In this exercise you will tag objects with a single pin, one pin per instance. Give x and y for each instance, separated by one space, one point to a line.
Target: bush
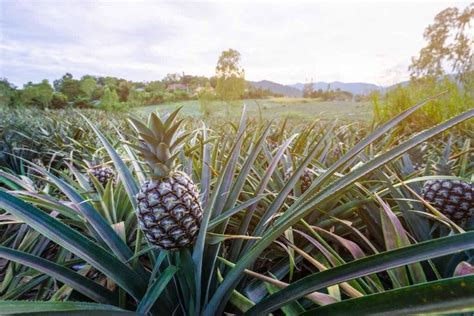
455 100
59 101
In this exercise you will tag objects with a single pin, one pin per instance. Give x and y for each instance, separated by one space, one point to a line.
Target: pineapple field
160 213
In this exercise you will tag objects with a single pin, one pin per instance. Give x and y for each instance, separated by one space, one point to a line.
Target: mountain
352 87
296 90
277 88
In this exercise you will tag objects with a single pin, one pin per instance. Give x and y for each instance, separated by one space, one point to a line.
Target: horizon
145 41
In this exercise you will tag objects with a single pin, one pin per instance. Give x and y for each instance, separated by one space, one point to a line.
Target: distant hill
277 88
352 87
296 90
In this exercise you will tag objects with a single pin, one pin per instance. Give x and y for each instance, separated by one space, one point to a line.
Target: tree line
112 93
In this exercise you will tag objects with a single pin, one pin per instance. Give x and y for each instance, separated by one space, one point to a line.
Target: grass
292 108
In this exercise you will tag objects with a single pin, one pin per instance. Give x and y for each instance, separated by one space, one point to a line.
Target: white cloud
144 40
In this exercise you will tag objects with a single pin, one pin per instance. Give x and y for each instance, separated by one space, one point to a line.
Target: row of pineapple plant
199 267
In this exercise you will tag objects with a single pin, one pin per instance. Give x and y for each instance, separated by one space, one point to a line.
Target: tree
110 100
9 95
88 86
450 43
230 76
206 96
308 90
39 94
69 86
123 90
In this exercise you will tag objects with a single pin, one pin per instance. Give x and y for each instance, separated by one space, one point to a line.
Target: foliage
39 95
454 100
230 76
450 41
110 100
359 234
9 95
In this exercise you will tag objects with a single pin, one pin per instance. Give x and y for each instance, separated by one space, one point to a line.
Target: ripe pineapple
453 198
169 210
102 173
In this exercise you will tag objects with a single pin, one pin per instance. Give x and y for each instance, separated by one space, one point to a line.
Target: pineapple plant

========================

*EXERCISE INSTRUCTIONS*
Restate the whole listing above exactly, please, omitting every image.

*FINISHED TASK*
In this exercise you will tag objects with a single pin, one pin per instance. Give x and y for each instance, separated by one space, one point to a line.
Target: bush
455 100
59 101
In this exercise you will tag objects with a single pin, one pin per instance. Give x and y for each instance, separated by one space, one point to a line.
Target: pineapple field
160 213
In this exercise you will tag objects with a single pin, one pin per instance. Give x and y for each instance, separated by one space, one point to a line.
Target: mountain
352 87
296 90
277 88
In this exercise you will tag objects with a single pin, one pin per instance. Give x and y for each instance, separated by one space, one point to a line.
Target: horizon
145 41
In this exercise you will tag objects with a single pin, one pin per instance. Give x and y for each instance, separated by one space, one point to a line.
Target: distant hill
277 88
352 87
296 90
In this exercise you will tag objects with a single pin, one pin per instance. Give x and y for each instance, separated by one space, one point to a line.
Target: tree line
112 93
In this exercise you will tag objects with a single pin, one pin per instance. Give x and y for each instance, separated by one space, one point to a line.
Target: grass
292 108
In this exercise you will tag objects with a single pin, one pin per instance. Give x and y for each instance, separated by one space, one point to a line.
Target: white cloud
144 40
In this exercise you will tag objects with a single pin, one pin per instance. Give x and y for each instance, separated by one space, one point to a line.
Target: row of pineapple plant
199 267
In this exercise you will tag objects with a single pin, one pin per instance. Give x and y for each instance, separated by one space, one point to a line.
Target: tree
110 100
9 95
88 86
450 43
230 76
206 96
308 90
39 94
69 86
123 90
In this exercise you will tag objects with a single pin, one pin per instance. Give x and y for each instance, separated by one space, one point to a line.
Target: foliage
39 95
454 100
230 76
450 41
110 100
359 234
9 95
In this exercise you will tag objects with a single pin, one pin per instance. Give x and y for each instance, separated by one space, one point to a line.
Target: ripe pineapple
453 198
169 210
102 173
In this exercise you will tag objects with a single pin, one pin per instance. Give x and y for each instance, separated by one space, one point to a line.
Target: pineapple plant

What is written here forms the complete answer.